» Exercise:
Please list, copied in full, each line of the rows below that contains the string "wooden".

==== The records

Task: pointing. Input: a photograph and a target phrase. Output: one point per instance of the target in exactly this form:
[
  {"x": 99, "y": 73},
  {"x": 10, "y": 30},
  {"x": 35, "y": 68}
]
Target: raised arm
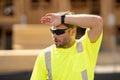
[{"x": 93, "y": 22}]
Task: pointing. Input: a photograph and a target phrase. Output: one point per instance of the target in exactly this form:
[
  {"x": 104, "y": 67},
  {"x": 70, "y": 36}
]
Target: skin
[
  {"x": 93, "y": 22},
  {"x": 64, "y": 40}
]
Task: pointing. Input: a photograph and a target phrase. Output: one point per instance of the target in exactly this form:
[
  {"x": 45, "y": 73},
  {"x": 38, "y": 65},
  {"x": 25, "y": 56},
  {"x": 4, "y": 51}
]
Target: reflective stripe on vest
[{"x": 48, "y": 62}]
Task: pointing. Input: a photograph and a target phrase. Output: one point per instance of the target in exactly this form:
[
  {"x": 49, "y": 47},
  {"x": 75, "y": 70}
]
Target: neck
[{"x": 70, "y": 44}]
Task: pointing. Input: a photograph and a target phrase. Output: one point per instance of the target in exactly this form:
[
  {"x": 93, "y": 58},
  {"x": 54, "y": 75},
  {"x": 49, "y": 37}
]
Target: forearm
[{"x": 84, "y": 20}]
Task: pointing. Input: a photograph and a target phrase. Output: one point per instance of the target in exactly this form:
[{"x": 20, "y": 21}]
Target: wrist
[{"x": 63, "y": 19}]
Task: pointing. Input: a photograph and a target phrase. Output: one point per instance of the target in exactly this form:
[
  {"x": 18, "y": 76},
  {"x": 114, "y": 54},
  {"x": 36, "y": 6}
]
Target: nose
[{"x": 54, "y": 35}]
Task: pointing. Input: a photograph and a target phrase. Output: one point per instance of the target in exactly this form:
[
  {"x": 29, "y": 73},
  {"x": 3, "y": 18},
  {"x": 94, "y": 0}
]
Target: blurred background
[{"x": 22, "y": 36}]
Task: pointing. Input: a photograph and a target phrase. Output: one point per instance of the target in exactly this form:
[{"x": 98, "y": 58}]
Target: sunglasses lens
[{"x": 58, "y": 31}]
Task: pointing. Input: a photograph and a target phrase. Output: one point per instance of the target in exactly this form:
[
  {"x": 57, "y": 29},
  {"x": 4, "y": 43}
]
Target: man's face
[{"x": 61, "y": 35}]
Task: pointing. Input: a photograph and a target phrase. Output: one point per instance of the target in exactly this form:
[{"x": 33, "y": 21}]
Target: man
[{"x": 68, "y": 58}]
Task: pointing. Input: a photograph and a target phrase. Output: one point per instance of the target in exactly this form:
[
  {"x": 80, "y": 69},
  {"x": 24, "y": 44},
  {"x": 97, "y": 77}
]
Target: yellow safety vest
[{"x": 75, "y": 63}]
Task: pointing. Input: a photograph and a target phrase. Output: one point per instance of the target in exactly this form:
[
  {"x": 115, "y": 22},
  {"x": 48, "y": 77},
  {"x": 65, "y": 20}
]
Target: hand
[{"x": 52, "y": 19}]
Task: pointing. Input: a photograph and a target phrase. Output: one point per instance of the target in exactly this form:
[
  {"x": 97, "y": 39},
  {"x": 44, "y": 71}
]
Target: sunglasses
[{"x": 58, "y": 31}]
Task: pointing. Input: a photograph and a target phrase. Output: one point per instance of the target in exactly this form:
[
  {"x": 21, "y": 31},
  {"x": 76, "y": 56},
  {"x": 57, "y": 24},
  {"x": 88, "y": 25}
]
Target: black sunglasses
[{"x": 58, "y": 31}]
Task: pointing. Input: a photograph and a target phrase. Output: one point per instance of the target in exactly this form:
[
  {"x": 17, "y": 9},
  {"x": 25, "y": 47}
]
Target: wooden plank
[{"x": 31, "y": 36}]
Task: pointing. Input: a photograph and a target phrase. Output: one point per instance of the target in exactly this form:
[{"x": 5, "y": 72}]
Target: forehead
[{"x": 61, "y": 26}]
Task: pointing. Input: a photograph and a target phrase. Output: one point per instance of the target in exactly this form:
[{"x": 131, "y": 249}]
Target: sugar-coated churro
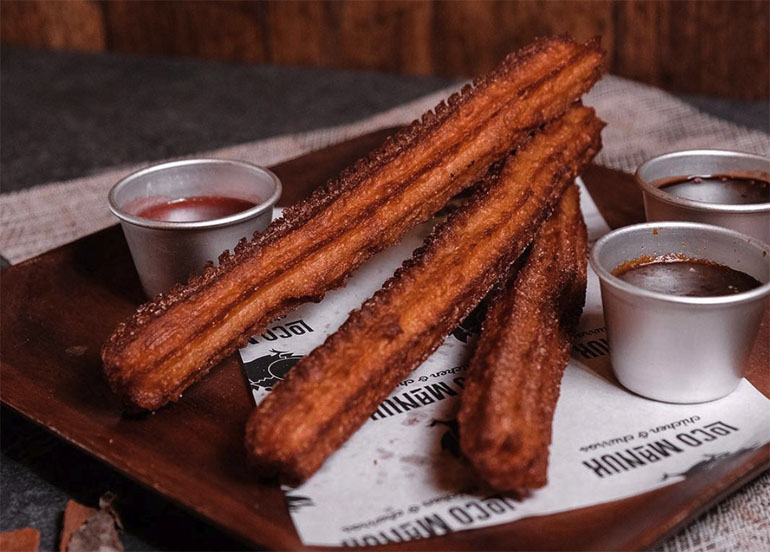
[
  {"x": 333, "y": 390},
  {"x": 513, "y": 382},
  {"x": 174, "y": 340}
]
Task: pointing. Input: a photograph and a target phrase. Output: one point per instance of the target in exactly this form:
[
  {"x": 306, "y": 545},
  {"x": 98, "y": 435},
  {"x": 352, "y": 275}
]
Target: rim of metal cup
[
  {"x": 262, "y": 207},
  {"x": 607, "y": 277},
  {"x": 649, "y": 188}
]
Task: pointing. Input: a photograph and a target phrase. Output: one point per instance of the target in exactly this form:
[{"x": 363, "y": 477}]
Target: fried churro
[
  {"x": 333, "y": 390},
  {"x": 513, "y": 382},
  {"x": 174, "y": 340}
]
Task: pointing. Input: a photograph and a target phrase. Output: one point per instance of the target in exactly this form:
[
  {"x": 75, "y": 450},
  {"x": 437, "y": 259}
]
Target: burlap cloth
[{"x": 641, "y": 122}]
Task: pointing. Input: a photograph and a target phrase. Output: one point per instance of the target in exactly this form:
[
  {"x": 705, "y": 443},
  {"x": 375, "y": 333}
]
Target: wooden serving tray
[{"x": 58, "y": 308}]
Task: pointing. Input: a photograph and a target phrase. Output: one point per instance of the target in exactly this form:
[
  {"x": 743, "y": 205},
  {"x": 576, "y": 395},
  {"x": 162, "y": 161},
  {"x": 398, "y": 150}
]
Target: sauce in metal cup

========
==== The records

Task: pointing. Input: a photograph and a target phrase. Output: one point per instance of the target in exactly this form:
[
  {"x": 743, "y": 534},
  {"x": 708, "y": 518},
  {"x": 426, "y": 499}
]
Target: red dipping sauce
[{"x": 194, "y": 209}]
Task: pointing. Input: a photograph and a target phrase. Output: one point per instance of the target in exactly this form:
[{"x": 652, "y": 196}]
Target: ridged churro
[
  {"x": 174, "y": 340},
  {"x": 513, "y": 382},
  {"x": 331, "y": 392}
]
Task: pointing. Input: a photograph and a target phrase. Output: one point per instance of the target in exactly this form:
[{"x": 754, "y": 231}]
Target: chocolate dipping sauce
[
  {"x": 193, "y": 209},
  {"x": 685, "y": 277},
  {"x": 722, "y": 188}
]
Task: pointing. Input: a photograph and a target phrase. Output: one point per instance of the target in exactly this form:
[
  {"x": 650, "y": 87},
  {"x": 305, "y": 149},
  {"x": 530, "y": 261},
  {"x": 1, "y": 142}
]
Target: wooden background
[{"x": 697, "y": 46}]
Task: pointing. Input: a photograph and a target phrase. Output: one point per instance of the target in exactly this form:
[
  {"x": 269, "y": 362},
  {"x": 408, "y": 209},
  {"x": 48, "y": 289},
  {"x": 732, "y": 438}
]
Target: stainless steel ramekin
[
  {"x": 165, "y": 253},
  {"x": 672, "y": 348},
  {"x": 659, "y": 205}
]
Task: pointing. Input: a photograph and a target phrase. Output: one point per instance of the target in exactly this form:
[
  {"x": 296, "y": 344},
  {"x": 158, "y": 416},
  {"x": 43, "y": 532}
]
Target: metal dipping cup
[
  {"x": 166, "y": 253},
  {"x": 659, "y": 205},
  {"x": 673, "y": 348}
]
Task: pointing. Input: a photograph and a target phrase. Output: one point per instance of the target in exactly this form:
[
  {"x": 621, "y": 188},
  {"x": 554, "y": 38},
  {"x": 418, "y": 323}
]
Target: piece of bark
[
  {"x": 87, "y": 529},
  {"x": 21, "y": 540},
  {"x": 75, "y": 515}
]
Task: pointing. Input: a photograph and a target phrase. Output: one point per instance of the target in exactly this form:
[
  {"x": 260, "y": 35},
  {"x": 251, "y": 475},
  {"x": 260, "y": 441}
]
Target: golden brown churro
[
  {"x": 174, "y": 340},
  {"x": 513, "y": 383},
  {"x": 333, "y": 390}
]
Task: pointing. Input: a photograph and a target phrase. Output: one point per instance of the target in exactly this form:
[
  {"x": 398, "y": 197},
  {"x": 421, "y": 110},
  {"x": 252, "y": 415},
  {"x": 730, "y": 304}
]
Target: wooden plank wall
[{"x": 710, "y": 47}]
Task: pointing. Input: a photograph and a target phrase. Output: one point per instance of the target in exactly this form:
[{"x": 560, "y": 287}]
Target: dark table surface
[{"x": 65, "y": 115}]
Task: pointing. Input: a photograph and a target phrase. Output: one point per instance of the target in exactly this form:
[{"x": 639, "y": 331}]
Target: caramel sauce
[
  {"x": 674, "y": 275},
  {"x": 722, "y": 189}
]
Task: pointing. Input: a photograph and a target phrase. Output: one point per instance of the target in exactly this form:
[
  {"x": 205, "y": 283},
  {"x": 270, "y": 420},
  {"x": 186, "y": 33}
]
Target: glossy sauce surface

========

» Exercise output:
Target: wooden plank
Target: wooden serving tray
Target: wooden background
Target: wooden plank wall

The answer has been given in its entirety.